▶ [Excerpt]:
Google censorship (period)

Kragen Sitaker kragen@pobox.com
Thu, 4 Apr 2002 05:19:19 -0500 (EST)


Eugene Leitl writes on FoRK:
> On Sun, 24 Mar 2002, Kragen Sitaker wrote:
> > Eugene Leitl writes:
> > > The only way to make a search engine uncensorable is to make it P2P...
> > > Just migrate htdig or similiar into Apache, and put the full text indices
> > > in a standard location. Plus put a spider to sweep local network
> > > neighbourhood and to pick up these. Sounds like a person-afternoon for a
> > > professional, probably several weeks for more pedestrian types.
> > This design doesn't work.  To search for any unusual term, you must
> > send a search to every local network neighborhood on the planet; and
> > to search for any common term, you must collate results from every
> > local network neighborhood on the planet and rank them somehow.
> 
> My machines run 24 h/day, hard drive space is cheap, and will soon move
> into TByte range/disk. Digital currency based infrastructure would allow
> me to put that resource to good use by sweeping a neighbourhood of
> 10^3..10^4 boxes without having to suffer from freeloaders.

Do you mean because you would pay those 10^3..10^4 boxes for their
localindex.bz2 files?

> While local network neighbourhood allows me to max out the pipe, I
> can (and should) make a fraction of it long-range (since spidering
> is merely making a query for localindex.bz2, and grabbing it if it's
> there it's cheap). At indexing scale of 10^3 and query fanout factor
> of 3 you are querying the index of a billion nodes

How do you get query fanout?  Are you suggesting that my
localindex.bz2 should contain the localindex.bz2 of everybody I've
pulled from?

Local network neighborhood doesn't give you exponential fanout, since
the folks in your neighborhood are mostly in each other's
neighborhoods.

> -- and a very up-to-date index, even without pickup notification,
> which is cheap (each node knows when it content has changed
> significantly).

Dave Winer's XML-RPC push-based search engine interface doesn't seem
to have caught on in the last three years, unfortunately.  Maybe this
would help.

▶ [Recorded data]:
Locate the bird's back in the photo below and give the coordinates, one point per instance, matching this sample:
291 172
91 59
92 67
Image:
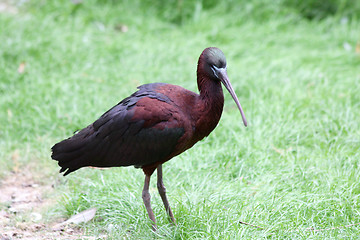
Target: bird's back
140 130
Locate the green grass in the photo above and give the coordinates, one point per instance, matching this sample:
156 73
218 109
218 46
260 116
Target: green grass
295 167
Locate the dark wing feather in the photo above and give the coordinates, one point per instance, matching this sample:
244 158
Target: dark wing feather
122 136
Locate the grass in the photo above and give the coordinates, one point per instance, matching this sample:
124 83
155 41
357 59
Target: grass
295 167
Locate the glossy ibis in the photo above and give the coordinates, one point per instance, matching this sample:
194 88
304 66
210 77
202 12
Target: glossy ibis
150 127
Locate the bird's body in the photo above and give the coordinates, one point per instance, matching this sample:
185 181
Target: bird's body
150 127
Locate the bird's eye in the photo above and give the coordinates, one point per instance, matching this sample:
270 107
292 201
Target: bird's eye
215 70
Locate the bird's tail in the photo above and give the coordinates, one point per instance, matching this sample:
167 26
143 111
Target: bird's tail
75 152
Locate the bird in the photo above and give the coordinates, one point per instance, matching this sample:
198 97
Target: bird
156 123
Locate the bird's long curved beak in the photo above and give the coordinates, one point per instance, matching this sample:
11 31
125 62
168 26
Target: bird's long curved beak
222 74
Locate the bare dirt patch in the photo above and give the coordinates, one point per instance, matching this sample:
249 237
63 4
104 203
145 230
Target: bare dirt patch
22 204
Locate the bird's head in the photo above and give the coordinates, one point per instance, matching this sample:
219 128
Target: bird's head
214 65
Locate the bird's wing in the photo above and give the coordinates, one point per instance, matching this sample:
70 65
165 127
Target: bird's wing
140 130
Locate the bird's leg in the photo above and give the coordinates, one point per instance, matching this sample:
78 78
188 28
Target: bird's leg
146 198
162 192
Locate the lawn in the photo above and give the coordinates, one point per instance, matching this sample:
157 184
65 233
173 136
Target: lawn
294 168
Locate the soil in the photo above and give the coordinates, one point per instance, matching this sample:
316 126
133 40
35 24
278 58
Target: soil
23 200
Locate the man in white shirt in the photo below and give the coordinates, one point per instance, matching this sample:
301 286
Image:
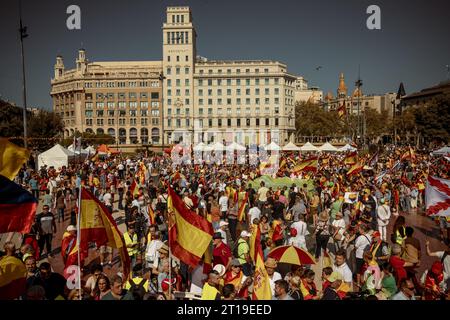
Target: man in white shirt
254 213
341 267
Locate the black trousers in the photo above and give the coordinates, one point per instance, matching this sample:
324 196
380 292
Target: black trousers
321 243
45 240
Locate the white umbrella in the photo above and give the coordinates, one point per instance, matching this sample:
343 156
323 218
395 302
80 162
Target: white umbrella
272 146
200 147
347 147
327 147
308 147
291 147
235 146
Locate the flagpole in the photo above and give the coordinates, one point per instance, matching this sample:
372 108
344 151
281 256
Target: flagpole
78 239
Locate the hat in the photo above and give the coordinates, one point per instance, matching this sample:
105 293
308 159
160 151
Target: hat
323 216
236 263
164 248
334 276
223 223
220 268
217 235
271 263
245 233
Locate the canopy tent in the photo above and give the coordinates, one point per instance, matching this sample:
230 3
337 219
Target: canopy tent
235 146
56 157
327 147
272 146
442 151
291 147
308 147
200 147
347 147
104 149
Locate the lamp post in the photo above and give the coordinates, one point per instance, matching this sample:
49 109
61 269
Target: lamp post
23 34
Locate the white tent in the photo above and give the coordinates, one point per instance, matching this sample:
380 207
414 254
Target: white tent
56 157
272 146
235 146
327 147
200 147
347 147
441 151
291 147
308 147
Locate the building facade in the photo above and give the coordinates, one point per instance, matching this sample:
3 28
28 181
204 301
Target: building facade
182 95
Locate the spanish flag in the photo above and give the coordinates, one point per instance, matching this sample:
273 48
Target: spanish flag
12 158
97 225
310 164
261 282
13 278
17 207
242 204
355 169
189 233
351 158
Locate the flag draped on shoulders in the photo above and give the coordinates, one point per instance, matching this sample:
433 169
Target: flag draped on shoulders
12 158
17 207
97 225
189 233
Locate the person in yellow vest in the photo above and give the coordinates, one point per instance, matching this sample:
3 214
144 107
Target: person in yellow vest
131 242
210 291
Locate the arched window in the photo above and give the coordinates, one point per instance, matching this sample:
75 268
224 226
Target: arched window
155 135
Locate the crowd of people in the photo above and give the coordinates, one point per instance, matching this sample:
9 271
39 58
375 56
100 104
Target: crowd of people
353 225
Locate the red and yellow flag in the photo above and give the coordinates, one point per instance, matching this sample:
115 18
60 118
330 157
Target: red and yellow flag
355 169
310 164
13 278
351 158
97 225
242 204
261 282
189 233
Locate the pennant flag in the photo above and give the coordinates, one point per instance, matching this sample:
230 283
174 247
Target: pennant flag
310 164
97 225
17 207
351 158
242 204
437 197
341 110
355 169
12 158
261 282
13 278
189 234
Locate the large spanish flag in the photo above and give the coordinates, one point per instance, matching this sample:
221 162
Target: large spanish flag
97 225
351 158
261 282
355 169
12 158
17 207
310 164
242 204
189 233
13 278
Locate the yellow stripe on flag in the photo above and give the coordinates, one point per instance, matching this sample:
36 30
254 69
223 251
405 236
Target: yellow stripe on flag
12 158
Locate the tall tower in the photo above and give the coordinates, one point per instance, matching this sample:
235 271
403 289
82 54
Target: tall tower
179 54
342 89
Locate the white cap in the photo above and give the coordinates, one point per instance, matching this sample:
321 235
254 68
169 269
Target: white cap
245 234
223 223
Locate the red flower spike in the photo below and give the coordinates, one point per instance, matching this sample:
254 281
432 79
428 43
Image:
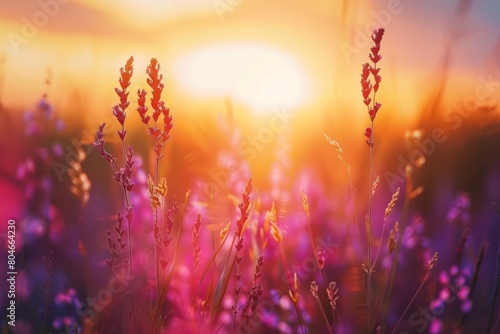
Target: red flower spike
368 134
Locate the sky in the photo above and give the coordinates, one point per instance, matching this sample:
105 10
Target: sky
263 54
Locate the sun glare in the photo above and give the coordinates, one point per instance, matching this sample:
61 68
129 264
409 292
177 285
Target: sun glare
259 76
148 13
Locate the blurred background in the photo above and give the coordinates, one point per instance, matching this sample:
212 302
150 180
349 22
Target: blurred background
232 70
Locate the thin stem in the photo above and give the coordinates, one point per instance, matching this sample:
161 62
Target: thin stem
370 213
324 315
411 301
292 290
381 243
397 249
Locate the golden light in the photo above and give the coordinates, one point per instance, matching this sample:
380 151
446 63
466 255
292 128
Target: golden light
148 13
259 76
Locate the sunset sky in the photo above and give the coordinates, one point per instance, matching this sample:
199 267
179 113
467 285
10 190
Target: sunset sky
262 54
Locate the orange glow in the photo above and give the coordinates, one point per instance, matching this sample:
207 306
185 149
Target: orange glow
259 76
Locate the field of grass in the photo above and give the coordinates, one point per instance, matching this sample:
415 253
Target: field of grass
155 219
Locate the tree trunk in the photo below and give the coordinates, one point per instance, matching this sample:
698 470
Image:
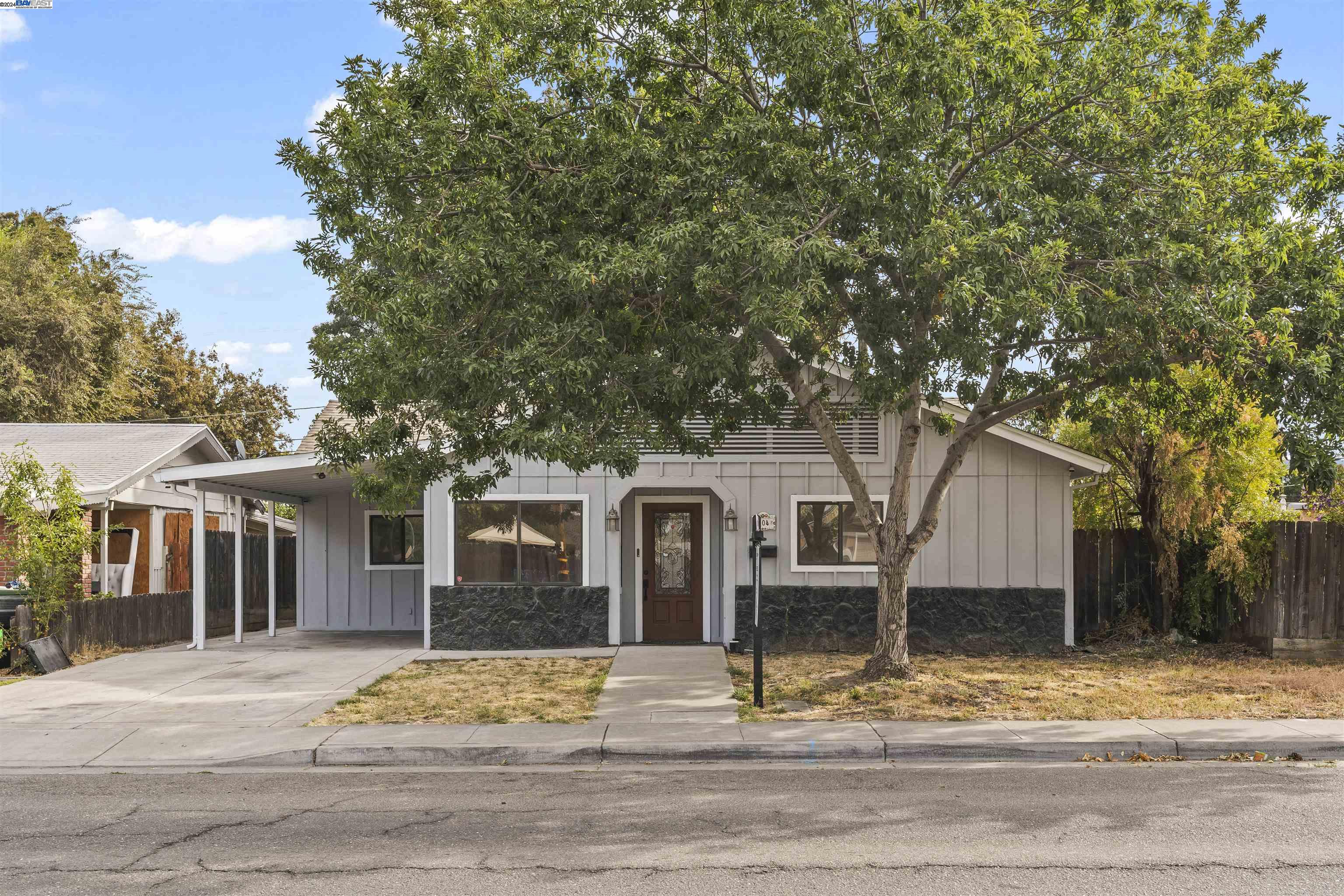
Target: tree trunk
892 654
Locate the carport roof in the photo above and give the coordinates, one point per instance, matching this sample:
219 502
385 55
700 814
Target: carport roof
288 479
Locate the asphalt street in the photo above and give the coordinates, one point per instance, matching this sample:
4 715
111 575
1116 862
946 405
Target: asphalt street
1069 828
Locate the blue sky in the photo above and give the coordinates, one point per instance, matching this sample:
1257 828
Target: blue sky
171 111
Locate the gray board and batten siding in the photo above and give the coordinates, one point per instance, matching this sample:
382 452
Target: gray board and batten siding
338 592
1007 522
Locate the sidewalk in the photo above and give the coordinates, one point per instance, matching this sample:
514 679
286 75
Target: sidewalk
671 684
651 742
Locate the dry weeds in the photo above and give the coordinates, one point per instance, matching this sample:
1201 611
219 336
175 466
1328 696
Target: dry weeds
1152 683
476 691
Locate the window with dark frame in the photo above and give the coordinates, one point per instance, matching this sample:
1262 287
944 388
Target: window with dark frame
396 540
828 534
518 543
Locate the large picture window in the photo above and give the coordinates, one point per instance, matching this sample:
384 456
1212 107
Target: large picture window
396 540
519 543
828 534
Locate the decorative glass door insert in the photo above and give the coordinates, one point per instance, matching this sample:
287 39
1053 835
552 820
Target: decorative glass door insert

▶ [Exercises to complete]:
1/ In the search engine post, list every person named.
2/ Reproduce part of the search engine post, beginning at the words "Eugene Leitl writes on" and stopping after the words "more pedestrian types.".
3/ Say whether each statement agrees with the search engine post. Answer yes or no, quoting the words that decide it.
(a) Leitl's machines run around the clock.
(b) Dave Winer's push-based search engine interface has caught on widely.
(c) A local network neighborhood gives exponential fanout.
The records above come from a separate source.

▶ [Outputs by task]:
1/ Kragen Sitaker, Eugene Leitl, Dave Winer

2/
Eugene Leitl writes on FoRK:
> On Sun, 24 Mar 2002, Kragen Sitaker wrote:
> > Eugene Leitl writes:
> > > The only way to make a search engine uncensorable is to make it P2P...
> > > Just migrate htdig or similiar into Apache, and put the full text indices
> > > in a standard location. Plus put a spider to sweep local network
> > > neighbourhood and to pick up these. Sounds like a person-afternoon for a
> > > professional, probably several weeks for more pedestrian types.

3/
(a) Yes: "My machines run 24 h/day"
(b) No: "doesn't seem to have caught on in the last three years, unfortunately"
(c) No: "Local network neighborhood doesn't give you exponential fanout"